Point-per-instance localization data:
....

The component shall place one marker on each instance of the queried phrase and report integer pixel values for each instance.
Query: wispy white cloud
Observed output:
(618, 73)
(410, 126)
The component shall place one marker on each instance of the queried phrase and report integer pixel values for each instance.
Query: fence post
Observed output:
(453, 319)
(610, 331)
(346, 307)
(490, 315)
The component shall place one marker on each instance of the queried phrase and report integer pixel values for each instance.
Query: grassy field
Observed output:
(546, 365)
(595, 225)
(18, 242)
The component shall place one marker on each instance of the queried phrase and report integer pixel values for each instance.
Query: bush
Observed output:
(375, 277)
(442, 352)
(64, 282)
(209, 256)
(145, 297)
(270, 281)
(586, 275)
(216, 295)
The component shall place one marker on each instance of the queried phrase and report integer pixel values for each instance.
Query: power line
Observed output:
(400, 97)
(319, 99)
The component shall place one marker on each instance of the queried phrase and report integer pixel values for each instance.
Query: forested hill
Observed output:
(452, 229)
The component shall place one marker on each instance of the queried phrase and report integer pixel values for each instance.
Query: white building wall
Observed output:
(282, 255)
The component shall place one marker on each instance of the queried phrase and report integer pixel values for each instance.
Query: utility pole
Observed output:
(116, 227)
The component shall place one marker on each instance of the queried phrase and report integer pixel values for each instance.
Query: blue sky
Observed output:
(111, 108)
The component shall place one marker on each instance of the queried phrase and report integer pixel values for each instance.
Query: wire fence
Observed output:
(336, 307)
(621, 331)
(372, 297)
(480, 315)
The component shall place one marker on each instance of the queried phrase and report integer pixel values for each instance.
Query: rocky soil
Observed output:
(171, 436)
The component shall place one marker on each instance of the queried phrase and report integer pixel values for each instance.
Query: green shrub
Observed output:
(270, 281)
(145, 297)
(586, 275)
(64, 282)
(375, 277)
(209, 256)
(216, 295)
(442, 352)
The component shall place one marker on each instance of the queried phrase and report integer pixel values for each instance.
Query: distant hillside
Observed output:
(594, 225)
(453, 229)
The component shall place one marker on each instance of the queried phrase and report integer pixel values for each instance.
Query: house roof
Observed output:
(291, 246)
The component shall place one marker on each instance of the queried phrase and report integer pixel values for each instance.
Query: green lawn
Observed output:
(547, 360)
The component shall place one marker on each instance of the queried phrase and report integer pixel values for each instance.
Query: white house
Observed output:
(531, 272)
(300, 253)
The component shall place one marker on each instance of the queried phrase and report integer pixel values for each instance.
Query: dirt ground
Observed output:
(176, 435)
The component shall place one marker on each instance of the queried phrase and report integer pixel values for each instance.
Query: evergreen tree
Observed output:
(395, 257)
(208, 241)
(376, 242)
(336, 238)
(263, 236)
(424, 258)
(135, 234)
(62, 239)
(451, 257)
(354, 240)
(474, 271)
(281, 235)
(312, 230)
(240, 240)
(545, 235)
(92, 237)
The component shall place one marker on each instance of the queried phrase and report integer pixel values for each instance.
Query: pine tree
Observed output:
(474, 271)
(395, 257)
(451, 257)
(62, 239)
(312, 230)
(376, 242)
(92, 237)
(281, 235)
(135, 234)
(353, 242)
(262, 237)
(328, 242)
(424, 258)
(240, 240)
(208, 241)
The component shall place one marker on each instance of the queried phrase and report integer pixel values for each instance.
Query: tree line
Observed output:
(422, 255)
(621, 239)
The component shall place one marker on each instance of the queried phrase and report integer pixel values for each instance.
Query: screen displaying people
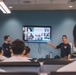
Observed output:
(64, 46)
(37, 34)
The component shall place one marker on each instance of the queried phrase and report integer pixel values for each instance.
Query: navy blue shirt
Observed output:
(65, 49)
(6, 48)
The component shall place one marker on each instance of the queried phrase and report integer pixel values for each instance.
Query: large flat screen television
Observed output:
(37, 33)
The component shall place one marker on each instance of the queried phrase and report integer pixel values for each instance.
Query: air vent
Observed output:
(26, 1)
(73, 1)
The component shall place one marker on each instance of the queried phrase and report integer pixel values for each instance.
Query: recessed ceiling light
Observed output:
(10, 7)
(70, 6)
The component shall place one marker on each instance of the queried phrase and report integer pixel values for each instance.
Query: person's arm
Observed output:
(53, 45)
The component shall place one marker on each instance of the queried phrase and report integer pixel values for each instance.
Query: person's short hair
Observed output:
(18, 46)
(27, 50)
(74, 35)
(64, 36)
(0, 50)
(6, 37)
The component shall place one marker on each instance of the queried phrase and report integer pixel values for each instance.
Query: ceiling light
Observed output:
(70, 6)
(4, 8)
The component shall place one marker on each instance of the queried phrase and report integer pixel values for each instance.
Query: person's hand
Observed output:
(49, 43)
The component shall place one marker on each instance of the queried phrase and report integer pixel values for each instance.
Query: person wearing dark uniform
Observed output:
(65, 47)
(6, 46)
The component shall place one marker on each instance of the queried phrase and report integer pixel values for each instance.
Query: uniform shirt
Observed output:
(6, 48)
(17, 59)
(65, 49)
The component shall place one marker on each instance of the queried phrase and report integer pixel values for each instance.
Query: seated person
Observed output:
(1, 55)
(6, 46)
(18, 49)
(27, 52)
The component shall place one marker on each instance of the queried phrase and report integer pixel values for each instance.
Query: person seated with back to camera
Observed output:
(18, 49)
(27, 52)
(1, 55)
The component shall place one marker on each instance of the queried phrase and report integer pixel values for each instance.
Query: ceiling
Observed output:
(41, 4)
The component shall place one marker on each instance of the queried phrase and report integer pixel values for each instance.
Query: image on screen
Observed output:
(36, 34)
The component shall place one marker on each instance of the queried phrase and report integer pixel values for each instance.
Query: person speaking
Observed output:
(64, 46)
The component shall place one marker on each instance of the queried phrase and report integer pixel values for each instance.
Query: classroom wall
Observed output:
(62, 22)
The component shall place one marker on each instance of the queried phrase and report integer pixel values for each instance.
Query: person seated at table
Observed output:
(18, 49)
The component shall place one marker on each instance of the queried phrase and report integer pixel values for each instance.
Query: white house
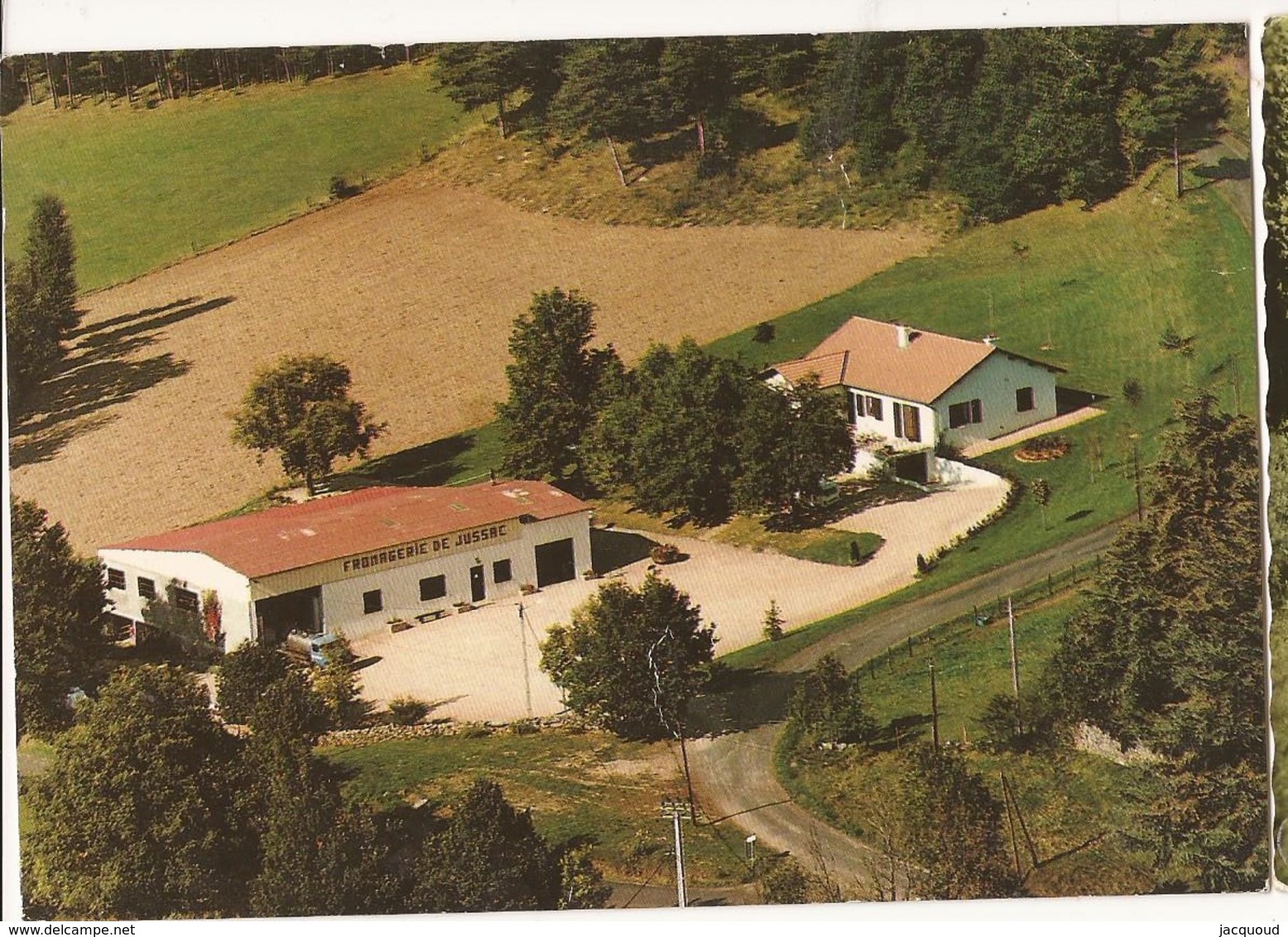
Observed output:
(353, 561)
(910, 389)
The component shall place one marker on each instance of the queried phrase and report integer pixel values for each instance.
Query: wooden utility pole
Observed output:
(676, 811)
(1015, 663)
(1140, 501)
(934, 707)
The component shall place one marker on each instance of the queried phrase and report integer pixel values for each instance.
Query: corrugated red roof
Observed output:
(871, 359)
(296, 536)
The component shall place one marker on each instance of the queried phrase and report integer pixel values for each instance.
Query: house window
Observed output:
(911, 422)
(907, 422)
(964, 413)
(433, 587)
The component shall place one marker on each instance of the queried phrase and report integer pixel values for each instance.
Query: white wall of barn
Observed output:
(993, 384)
(400, 587)
(195, 572)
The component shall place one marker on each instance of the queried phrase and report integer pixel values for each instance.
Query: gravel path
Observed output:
(483, 665)
(733, 774)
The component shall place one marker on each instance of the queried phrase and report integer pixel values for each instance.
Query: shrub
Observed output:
(1044, 448)
(407, 711)
(785, 883)
(773, 630)
(1132, 392)
(340, 188)
(665, 552)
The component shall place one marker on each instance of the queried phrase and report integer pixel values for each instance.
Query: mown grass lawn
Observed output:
(1073, 802)
(145, 188)
(1093, 294)
(586, 786)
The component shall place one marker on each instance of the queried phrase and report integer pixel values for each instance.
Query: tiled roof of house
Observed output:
(296, 536)
(866, 354)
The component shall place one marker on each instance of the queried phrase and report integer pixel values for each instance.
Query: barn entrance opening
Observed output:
(554, 563)
(277, 617)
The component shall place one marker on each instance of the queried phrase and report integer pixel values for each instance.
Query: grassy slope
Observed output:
(572, 795)
(1098, 287)
(1067, 798)
(771, 183)
(148, 187)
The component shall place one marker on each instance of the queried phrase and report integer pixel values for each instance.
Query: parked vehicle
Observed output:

....

# DIRECTIONS FOR THIS TASK
After removing each picture, print the entries above exactly as they were.

# SOLUTION FOR THIS EXERCISE
The component shall place one marker on each instance of the queried phrase and report integer pixel values for each instance.
Query: wispy white cloud
Observed output:
(618, 73)
(410, 126)
The component shall place one marker on each instance of the queried phrase and report integer pixel values for each instance.
Query: fence post
Observed output:
(453, 319)
(610, 331)
(346, 307)
(490, 315)
The component shall place one marker on each instance of the queried phrase and report integer pixel values for each instance.
Query: grassy field
Observed output:
(546, 365)
(595, 225)
(18, 242)
The component shall place one marker on each instance of the queried phrase and report integer pixel values for each instance.
Query: bush
Observed output:
(375, 277)
(442, 352)
(64, 282)
(209, 256)
(145, 297)
(270, 281)
(586, 275)
(216, 295)
The component shall place one marker on each instance of the queried phrase and report integer pixel values for each instance.
Query: power line
Observed output:
(400, 97)
(319, 99)
The component shall place one marker on each instance of the queried phrase and report integer pixel values for each instance.
Query: forested hill
Observed output:
(452, 229)
The component shall place one marker on each instance of the queried phrase and report integer pixel values for each instance.
Query: white building wall
Observed output:
(282, 255)
The component shall place one marker on each instance of the queried phrase and report integer pixel values for each instance.
Query: utility pole
Observed output:
(116, 227)
The component shall place one marker on each instance of the queried phrase and report integer pixel values for each instance.
Query: blue sky
Observed output:
(111, 108)
The component shall place one marker on each instance of the queried phrase and report integer pixel values for each instance.
Query: wire fence
Observed output:
(336, 307)
(621, 331)
(372, 297)
(480, 315)
The component shall place one marker on each instance of the queried phrase and report integer pixel values for each instance.
Query: rocky soil
Observed output:
(171, 436)
The component shall place one marker on each instance of the queried phrase and report integer pixel values for each instance.
Query: green shrub
Observed output:
(270, 281)
(145, 297)
(586, 275)
(64, 282)
(375, 277)
(209, 256)
(216, 295)
(442, 352)
The component shall place one marker on each instance of the queried phrase and report integer pixel values for each instance.
Query: distant hillside
Observed output:
(594, 225)
(453, 229)
The component shall place one marker on each instance of the queried phrase and report integer pixel values for each instance.
Query: house roof
Observed output:
(291, 246)
The component shall place one marker on each instance of the queried phrase and report integer pixel values for each instance.
Query: green lawn
Observed output:
(547, 360)
The component shall place one marker on each instance of the queried phrase and report integer pixel values for each instance.
Query: white house
Observed output:
(531, 272)
(300, 253)
The component shall place one marker on each instance of the queried phrase and report integer pixel values for each instance.
Query: dirt ground
Observed output:
(176, 435)
The component shall place one marker on each instance of the queried phrase and report integer pixel values for each instance.
Query: evergreen tree
Observed output:
(395, 257)
(208, 241)
(376, 242)
(336, 238)
(263, 236)
(424, 258)
(135, 234)
(62, 239)
(451, 257)
(354, 240)
(474, 271)
(281, 235)
(312, 230)
(240, 240)
(545, 235)
(92, 237)
The component shall place one marker on each instance of the queried phrase and report integer pixel values for each instance.
Query: pine tree
Observed output:
(474, 271)
(395, 257)
(451, 257)
(62, 239)
(312, 230)
(376, 242)
(92, 237)
(281, 235)
(135, 234)
(353, 242)
(262, 237)
(328, 242)
(424, 258)
(240, 240)
(208, 241)
The component shall place one marker on each instance of the queried phrase and report integer pixel values for each instance.
Query: tree line
Observed output:
(422, 255)
(621, 239)
The component shall place one marker on each instance of the queried phrase and report integer pixel values for each instance.
Query: screen displaying people
Observed output:
(64, 46)
(37, 34)
The component shall place one marker on each instance of the queried phrase and report integer pixel values for each instance.
Query: navy blue shirt
Observed output:
(65, 49)
(6, 48)
The component shall place one marker on each instance of the queried phrase and report integer pixel values for each instance.
Query: large flat screen television
Observed output:
(37, 33)
The component shall place one marker on each instance of the queried phrase and report integer pixel values for each instance.
Query: air vent
Observed output:
(26, 1)
(73, 1)
The component shall place one marker on each instance of the queried phrase and report integer pixel values for each instance.
Query: recessed ceiling light
Observed output:
(10, 7)
(70, 6)
The component shall place one marker on each instance of the queried phrase and report integer pixel values for each instance.
Query: person's arm
Observed output:
(53, 45)
The component shall place one marker on each instance of the queried phrase and report integer pixel values for each instance.
Query: person's short hair
Observed output:
(18, 46)
(27, 50)
(74, 35)
(64, 36)
(0, 50)
(6, 37)
The component shall place one marker on each instance of the queried phrase and report integer pixel values for each instance.
Query: ceiling light
Observed output:
(70, 6)
(4, 8)
The component shall place one marker on each instance of the queried phrase and report integer pixel values for each instance.
Query: person's hand
Observed output:
(49, 43)
The component shall place one marker on each instance of the queried phrase and report integer pixel values for each instance.
Query: person wearing dark uniform
Observed output:
(65, 47)
(6, 46)
The component shall place one marker on each instance of the queried phrase and report integer pixel values for each instance.
Query: uniform shirt
Observed output:
(6, 48)
(17, 59)
(65, 49)
The component shall place one marker on each instance of the queried phrase and report integer pixel values for each instance.
Query: seated person
Observed output:
(1, 55)
(6, 46)
(18, 49)
(27, 52)
The component shall place one marker on each instance of the queried phrase and report integer pixel values for each instance.
Query: person seated with back to camera
Observed output:
(18, 49)
(27, 52)
(1, 55)
The component shall place one marker on each instance of the queried phrase and report integer pixel values for each instance.
Query: ceiling
Observed output:
(41, 4)
The component shall place one marker on each instance of the queried phrase and report integer pixel values for each instance.
Query: image on screen
Observed output:
(36, 34)
The component shall place one marker on each instance of the queried phrase and report integer pixel values for each instance.
Query: person speaking
Observed output:
(64, 46)
The component shall place one marker on each instance of the queried phrase and report integer pixel values for each instance.
Query: classroom wall
Observed output:
(62, 22)
The component shall place one marker on each instance of the queried phrase and report integer pixel values for each instance.
Query: person seated at table
Observed output:
(18, 49)
The component shall place one marker on each instance of the queried phrase and report integer pixel values for each instance.
Query: white house
Observed output:
(353, 561)
(910, 389)
The component shall place one marker on each instance of the queried phrase and report integer pixel values for each instance.
Query: wooden utility pole
Observed output:
(676, 811)
(1015, 663)
(1140, 501)
(934, 707)
The component shall place one marker on each instance of the queried phrase and report integer pixel values for each instance.
Query: corrugated red roof
Observed output:
(871, 359)
(296, 536)
The component shall place one marker on each instance of the queried phrase and report integer pixel values for each instance.
Query: house window
Observed output:
(911, 422)
(907, 422)
(964, 413)
(433, 587)
The component shall place one marker on each instance of the queried phrase and report integer pixel values for each instance.
Query: white wall of barn
Observed output:
(993, 384)
(400, 587)
(195, 572)
The component shall place one marker on each instance of the queried phrase and report integer pixel values for each instance.
Query: gravel path
Observed output:
(483, 665)
(733, 774)
The component shall place one marker on each instance of the queried phrase and report integer pixel values for each instance.
Query: shrub
Observed output:
(1044, 448)
(407, 711)
(785, 883)
(773, 630)
(1132, 392)
(340, 188)
(665, 552)
The component shall place one marker on each instance of the queried phrase and report integer pixel values for each instance.
Query: mown grass lawn
Observed output:
(1073, 802)
(145, 188)
(1093, 294)
(586, 786)
The component shall place one marker on each instance of the queried phrase and report integer pixel values for each instance.
Query: tiled roof of house
Observed output:
(296, 536)
(866, 354)
The component shall place one marker on each instance of the queried phrase and report integer pixel values for each instance.
Query: barn entrance opening
Observed output:
(554, 563)
(277, 617)
The component shall place one marker on each instance of the queried phrase and report integer pixel values for each instance.
Query: grassy slope
Observed output:
(572, 795)
(1098, 287)
(1067, 798)
(771, 183)
(148, 187)
The component shall place one marker on each instance of the queried phrase and report integer pixel values for each instance.
Query: parked vehicle
Observed output:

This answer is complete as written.